*** Extrait du document
Afin d’éclairer les décisions politiques et de fournir des renseignements aux intervenants clés, tels que les opérateurs de réseaux, les paramètres suivants devraient être inclus dans les rapports sur les résultats des modèles pour chaque scénario examiné :

  1. La consommation d’énergie finale par type de combustible dans chaque secteur économique
  2. Les émissions annuelles et cumulées de gaz à effet de serre par secteur
  3. Les coûts totaux actualisés des filières énergétiques
  4. Les incidences économiques (notamment le PIB)
  5. Les parts de marché des technologies d’utilisation finale dans chaque secteur économique (par exemple, le pourcentage de véhicules électriques dans le secteur des transports ou de pompes à chaleur dans le secteur du bâtiment)
  6. Les délais, l’ampleur et la combinaison des ajouts de capacité (y compris la production, le transport et le stockage) dans le secteur de l’électricité
  7. La production d’électricité par type
  8. Une représentation de haute qualité des différents profils de charge et des répercussions sur les besoins du réseau (par exemple, des journées typiques)

Réformes des mandats actualisées et clarifiées

Caractéristiques proposées pour les mandats actualisés et clarifiés

Définition : La modernisation des cadres réglementaires et de gouvernance régissant les activités des organismes de réglementation de l’énergie, des services publics et des planificateurs de systèmes est une mesure importante visant à parvenir au rythme, à l’échelle et à l’innovation nécessaires pour assurer de manière rentable la transition énergétique tout en atteignant les objectifs climatiques.
******
*** Lignes de données
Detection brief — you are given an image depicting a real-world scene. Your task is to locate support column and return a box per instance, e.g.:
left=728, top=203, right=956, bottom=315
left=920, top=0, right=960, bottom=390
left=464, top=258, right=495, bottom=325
******
Consignes à traiter:
A) Relevez, dans l'extrait, tous les paramètres à inclure dans les rapports sur les résultats des modèles pour chaque scénario examiné.
B) D'après l'extrait, quel intervenant clé est cité en exemple ?

Réponses par consigne:
A)
1. La consommation d'énergie finale par type de combustible dans chaque secteur économique
2. Les émissions annuelles et cumulées de gaz à effet de serre par secteur
3. Les coûts totaux actualisés des filières énergétiques
4. Les incidences économiques (notamment le PIB)
5. Les parts de marché des technologies d'utilisation finale dans chaque secteur économique
6. Les délais, l'ampleur et la combinaison des ajouts de capacité dans le secteur de l'électricité
7. La production d'électricité par type
8. Une représentation de haute qualité des différents profils de charge et des répercussions sur les besoins du réseau

B) Les opérateurs de réseaux.